Position annotation records:

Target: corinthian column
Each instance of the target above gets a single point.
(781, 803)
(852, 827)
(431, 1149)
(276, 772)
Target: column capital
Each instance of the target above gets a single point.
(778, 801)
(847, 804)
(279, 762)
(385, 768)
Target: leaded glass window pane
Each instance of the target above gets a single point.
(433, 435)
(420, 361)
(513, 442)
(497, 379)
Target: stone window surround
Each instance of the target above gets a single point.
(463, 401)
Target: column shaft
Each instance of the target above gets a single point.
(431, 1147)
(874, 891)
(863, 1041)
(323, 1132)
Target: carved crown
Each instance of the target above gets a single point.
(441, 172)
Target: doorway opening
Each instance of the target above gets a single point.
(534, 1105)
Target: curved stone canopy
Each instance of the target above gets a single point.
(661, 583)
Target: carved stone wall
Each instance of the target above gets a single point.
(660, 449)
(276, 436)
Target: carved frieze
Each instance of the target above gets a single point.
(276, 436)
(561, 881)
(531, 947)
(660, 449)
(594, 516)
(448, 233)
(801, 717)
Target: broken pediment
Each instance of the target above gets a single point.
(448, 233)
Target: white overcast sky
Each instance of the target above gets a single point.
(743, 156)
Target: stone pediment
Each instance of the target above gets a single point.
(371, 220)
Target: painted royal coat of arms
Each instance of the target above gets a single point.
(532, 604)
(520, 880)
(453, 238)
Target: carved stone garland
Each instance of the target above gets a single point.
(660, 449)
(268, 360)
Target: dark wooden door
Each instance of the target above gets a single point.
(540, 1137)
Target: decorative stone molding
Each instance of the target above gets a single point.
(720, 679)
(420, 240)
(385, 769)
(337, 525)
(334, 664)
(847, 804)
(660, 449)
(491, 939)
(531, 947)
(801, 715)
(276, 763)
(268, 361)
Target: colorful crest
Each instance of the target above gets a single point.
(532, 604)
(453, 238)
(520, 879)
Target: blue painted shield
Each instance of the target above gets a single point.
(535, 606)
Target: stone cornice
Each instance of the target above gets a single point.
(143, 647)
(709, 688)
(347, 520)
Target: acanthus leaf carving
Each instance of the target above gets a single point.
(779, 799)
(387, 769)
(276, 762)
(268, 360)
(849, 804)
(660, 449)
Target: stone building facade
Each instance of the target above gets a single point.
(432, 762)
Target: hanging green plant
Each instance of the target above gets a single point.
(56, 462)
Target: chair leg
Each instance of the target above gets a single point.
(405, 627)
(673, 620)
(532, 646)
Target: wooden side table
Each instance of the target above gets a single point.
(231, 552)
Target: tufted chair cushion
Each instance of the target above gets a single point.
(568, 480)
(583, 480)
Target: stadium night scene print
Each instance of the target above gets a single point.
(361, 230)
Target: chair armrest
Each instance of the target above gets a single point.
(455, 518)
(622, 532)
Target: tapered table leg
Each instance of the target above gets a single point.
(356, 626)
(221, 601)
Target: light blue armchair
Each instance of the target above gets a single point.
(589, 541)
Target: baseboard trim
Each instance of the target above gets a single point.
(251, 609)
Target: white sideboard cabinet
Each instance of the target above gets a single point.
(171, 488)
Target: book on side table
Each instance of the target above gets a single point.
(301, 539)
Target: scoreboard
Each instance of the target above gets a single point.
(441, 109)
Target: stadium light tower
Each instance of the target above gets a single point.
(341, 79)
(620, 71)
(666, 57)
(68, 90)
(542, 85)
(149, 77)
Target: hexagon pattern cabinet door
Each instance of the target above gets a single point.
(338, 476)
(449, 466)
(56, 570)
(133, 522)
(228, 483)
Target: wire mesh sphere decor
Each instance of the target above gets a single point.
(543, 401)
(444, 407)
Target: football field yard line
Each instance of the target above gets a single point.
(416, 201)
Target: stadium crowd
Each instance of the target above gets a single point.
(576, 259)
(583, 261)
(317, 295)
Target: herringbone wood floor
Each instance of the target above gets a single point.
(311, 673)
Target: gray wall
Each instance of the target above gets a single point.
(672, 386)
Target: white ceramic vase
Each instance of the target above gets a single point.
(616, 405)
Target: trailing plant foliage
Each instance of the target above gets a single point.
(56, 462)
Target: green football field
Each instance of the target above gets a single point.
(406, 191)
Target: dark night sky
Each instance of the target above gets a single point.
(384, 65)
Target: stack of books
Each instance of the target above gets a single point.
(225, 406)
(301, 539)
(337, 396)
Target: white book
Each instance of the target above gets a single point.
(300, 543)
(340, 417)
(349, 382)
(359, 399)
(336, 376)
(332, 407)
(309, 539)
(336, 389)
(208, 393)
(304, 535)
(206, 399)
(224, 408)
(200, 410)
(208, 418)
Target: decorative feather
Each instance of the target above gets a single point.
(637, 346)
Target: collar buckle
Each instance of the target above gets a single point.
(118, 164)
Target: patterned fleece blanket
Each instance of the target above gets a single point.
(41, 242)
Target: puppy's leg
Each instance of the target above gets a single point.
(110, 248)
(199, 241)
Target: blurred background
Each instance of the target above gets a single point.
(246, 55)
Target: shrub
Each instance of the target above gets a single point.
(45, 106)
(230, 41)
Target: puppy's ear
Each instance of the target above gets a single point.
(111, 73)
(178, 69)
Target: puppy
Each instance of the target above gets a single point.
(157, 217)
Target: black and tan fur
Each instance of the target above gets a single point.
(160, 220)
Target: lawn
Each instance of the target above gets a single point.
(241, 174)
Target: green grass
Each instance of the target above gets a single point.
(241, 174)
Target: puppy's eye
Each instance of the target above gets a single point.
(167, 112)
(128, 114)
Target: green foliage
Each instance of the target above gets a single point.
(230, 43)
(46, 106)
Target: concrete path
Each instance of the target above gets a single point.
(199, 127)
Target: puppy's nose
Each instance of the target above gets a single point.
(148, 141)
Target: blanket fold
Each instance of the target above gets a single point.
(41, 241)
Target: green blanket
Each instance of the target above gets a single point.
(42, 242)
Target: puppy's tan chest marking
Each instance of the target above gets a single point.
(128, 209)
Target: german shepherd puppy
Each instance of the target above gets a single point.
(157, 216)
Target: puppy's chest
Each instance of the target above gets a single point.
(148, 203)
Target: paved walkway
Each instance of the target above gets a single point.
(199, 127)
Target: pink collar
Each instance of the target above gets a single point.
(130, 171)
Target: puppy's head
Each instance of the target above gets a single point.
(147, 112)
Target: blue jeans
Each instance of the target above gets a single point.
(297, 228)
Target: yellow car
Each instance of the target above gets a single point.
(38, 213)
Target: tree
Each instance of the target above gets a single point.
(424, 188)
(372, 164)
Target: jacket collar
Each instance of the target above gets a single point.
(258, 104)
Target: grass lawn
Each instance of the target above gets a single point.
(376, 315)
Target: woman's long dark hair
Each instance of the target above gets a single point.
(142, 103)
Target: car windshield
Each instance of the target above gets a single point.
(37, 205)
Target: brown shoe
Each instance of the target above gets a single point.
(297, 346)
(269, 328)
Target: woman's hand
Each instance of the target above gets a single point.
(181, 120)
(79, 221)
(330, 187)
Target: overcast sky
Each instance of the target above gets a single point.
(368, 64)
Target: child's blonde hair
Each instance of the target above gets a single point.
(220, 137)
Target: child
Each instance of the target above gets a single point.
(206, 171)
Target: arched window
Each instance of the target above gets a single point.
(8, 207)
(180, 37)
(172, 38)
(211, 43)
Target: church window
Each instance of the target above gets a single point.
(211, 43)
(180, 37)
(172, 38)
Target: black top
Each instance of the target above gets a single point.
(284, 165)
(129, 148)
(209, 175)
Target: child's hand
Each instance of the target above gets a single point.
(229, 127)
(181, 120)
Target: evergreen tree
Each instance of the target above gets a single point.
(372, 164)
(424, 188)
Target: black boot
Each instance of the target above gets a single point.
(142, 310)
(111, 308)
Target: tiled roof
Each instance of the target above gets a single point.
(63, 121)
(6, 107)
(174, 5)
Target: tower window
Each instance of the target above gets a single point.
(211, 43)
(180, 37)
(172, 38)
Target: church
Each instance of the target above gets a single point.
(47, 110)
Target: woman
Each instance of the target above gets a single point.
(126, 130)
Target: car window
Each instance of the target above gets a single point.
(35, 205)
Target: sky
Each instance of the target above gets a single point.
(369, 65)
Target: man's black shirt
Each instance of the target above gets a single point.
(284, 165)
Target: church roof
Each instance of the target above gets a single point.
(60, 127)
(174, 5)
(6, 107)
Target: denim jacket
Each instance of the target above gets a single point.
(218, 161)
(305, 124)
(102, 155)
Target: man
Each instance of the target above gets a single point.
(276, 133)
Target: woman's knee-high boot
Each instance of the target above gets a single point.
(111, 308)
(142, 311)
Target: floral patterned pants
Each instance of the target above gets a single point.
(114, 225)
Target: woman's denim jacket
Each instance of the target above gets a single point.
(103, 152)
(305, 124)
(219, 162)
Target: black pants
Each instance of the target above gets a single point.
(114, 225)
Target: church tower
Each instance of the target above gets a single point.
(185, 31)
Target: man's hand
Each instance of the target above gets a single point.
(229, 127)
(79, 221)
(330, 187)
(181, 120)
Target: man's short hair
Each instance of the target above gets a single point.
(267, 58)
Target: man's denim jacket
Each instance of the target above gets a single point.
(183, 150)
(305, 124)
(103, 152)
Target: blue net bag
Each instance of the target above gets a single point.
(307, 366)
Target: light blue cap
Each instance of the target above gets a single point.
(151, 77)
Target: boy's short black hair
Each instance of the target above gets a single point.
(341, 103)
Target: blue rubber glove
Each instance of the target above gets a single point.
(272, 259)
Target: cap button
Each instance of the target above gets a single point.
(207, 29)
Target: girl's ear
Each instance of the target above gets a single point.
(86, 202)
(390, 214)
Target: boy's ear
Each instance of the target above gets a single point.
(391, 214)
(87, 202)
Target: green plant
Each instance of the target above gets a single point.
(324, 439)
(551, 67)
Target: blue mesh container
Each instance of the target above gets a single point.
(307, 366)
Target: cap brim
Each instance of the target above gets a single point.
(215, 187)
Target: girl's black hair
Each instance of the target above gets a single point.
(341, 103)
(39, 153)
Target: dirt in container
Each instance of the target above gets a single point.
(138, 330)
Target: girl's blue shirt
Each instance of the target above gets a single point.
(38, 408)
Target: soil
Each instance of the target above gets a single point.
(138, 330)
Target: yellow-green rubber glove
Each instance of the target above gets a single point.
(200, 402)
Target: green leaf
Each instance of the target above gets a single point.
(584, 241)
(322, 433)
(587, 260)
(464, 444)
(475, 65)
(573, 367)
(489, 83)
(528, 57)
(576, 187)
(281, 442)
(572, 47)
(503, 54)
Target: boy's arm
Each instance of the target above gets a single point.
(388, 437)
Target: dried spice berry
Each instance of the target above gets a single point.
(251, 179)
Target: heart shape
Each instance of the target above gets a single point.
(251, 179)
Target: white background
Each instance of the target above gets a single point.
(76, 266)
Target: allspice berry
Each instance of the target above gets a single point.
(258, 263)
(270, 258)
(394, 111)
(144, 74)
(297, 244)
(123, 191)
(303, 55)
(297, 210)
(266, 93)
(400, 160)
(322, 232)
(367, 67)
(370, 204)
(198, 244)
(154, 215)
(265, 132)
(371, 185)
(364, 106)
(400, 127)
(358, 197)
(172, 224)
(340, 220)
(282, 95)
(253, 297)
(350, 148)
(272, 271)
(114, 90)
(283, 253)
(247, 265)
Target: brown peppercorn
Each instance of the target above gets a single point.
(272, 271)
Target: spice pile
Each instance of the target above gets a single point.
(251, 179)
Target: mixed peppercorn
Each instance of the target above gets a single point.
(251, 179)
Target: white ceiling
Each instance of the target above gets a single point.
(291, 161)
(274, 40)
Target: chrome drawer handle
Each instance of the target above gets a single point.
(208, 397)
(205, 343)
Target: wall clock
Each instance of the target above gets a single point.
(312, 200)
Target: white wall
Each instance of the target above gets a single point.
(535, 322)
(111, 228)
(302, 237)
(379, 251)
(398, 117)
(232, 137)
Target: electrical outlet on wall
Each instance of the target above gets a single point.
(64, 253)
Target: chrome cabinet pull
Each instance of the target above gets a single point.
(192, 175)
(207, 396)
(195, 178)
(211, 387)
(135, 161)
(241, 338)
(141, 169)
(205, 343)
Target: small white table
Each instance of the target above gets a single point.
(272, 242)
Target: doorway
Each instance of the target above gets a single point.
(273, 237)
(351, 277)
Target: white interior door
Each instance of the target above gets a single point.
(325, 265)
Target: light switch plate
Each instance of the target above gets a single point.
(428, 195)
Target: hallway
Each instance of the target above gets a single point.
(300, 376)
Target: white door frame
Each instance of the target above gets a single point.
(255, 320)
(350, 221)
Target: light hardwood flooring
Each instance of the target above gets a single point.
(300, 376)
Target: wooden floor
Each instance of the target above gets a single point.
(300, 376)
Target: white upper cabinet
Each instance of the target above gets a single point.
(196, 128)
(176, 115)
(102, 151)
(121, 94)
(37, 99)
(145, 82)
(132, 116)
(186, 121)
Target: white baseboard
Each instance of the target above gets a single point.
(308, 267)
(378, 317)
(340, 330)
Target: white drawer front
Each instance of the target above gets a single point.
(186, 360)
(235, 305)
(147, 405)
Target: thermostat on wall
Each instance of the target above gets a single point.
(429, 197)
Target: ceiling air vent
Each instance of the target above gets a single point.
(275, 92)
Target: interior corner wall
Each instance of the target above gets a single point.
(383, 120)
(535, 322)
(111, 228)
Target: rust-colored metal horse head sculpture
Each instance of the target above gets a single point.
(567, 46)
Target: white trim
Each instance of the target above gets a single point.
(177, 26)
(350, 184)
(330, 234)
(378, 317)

» **TASK DIRECTIONS**: Starting at the line that contains "Target: white interior door", quote each remaining line of the entries above, unchanged.

» **SOLUTION TO THIS TASK**:
Target: white interior door
Each instance of the target above gets a single point.
(325, 265)
Target: light switch plate
Each instance of the target above gets a single point.
(428, 195)
Target: hallway
Each instance of the target above gets a single point.
(300, 376)
Target: white door frame
Each instance of the target above gets a single point.
(255, 320)
(350, 221)
Target: light hardwood flooring
Each instance of the target above gets a single point.
(300, 376)
Target: wooden floor
Each instance of the target above gets a single point.
(300, 376)
Target: white upper cabinet
Each instance of the target above gets a single point.
(196, 128)
(176, 115)
(102, 151)
(121, 94)
(37, 99)
(145, 82)
(132, 116)
(186, 121)
Target: white baseboard
Each instance of the target above gets a single point.
(308, 267)
(378, 317)
(340, 330)
Target: white drawer front
Each instance of the target above gets a single point.
(186, 360)
(235, 305)
(147, 405)
Target: thermostat on wall
Each instance of the target above gets a single point.
(429, 197)
Target: ceiling air vent
Each instance of the target above gets a single point.
(275, 92)
Target: interior corner wall
Each instance of the target above gets a single point.
(383, 120)
(535, 322)
(111, 228)
Target: rust-colored metal horse head sculpture
Each instance of the target above gets a single point.
(567, 46)
Target: white trim
Each instance of the target above gets a single point.
(177, 26)
(350, 184)
(330, 234)
(378, 317)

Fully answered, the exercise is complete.